## Problema curto
Reescreva em forma de lista o parágrafo do texto sobre o CACD que começa com "Um candidato pode ter tido", mantendo seus fatos principais.

───── Texto selecionado ─────

Que o CACD é um concurso elitista todos sabem. Que há cacdistas agraciados com a possibilidade de estudar em tempo integral sem se preocupar com a subsistência própria ou a de uma família inteira também não é novidade para ninguém. Que muitos candidatos sempre tiveram acesso às melhores oportunidades de educação acadêmica desde o berço também é um fato. Que há mais diplomatas brancos do que negros (pretos e pardos) no Itamaraty e que a diplomacia brasileira é composta esmagadoramente por homens – 1202 de um total de 1.562 diplomatas – são verdades gritantes.
Um candidato pode ter tido todas as facilidades que o nascimento em uma família abastada materialmente pode trazer e, ainda assim, malbaratar os recursos de que dispõe. Pode ter o dia inteiro para estudar às expensas dos genitores e não render. Pode ser homem e branco e não se tornar diplomata. O fato de que alguém tenha na vida os recursos e facilidades que outro indivíduo não teve (ou não tem) não é passaporte para o sucesso na empreitada cacdista.
Há muitas incongruências; em verdade, sequelas estruturais que dizem respeito a toda uma sociedade e não especificamente ao Itamaraty e ao Serviço Exterior Brasileiro. As discrepâncias são reais; mas, será que pensar nisso constantemente traz algum benefício real para o cacdista que se encaixa em qualquer fator de exclusão socioeconômico? Será que o ajuda a ter um melhor desempenho na (já tão penosa) preparação para esse concurso? A resposta, para mim, que me encaixo em vários desses fatores de exclusão, é “não”.
Eu sou uma mulher negra de 41 anos que passou parte da infância na favela. Sou também mãe, dona de casa e cacdista, exatamente nessa sequência. Tenho problemas de ordens variadas, e sigo estudando, de acordo com minhas possibilidades. Preciso me fortalecer a cada dia contra as influências daninhas, e não acredito que pensar em quem teve os privilégios de berço que eu não tive me faça mais forte. Preciso chegar à prova e vencê-la pelas minhas habilidades, aquelas que construí ao longo da vida, apesar dos pesares (que foram muitos, doloridos, e ainda o são) e sem procurar, nas externalidades, justificativas para não fazer, para não ser.
Eu não acredito em meritocracia – que fique claro – essa “conversa para boi dormir” que os homens inventaram para nos fazer acreditar que somos iguais e que temos acesso às mesmas oportunidades, numa solução simplista de que bastaria, portanto, um mínimo de esforço pessoal para um sucesso fácil e garantido. O conceito de meritocracia só cabe quando partimos todos de um mesmo ponto de comparação entre indivíduos ou grupos semelhantes que tiveram oportunidades idênticas.

───── Trechos de dados ─────

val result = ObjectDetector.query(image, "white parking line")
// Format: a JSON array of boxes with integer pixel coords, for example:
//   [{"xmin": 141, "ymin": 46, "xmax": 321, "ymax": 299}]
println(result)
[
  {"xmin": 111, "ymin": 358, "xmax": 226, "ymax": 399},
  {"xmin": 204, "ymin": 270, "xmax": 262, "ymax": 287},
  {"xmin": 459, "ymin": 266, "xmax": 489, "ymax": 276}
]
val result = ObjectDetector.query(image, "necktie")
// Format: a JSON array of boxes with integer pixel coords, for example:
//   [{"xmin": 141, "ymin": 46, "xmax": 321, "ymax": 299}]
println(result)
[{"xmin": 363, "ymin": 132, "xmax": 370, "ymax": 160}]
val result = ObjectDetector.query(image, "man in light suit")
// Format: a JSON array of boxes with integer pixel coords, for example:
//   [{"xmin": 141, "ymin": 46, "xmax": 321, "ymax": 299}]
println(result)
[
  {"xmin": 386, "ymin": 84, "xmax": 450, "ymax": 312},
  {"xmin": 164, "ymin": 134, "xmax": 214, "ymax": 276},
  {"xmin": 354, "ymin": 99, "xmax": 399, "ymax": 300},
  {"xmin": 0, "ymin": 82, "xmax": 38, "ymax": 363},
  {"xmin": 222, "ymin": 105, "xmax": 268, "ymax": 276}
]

─────

## Resposta abaixo
- Nascer em família materialmente abastada não impede o candidato de desperdiçar os recursos de que dispõe.
- Ter o dia inteiro para estudar, custeado pelos pais, não garante rendimento.
- Ser homem e branco não assegura que alguém se torne diplomata.
- Ter recursos e facilidades que outra pessoa não teve (ou não tem) não é passaporte para o sucesso no CACD.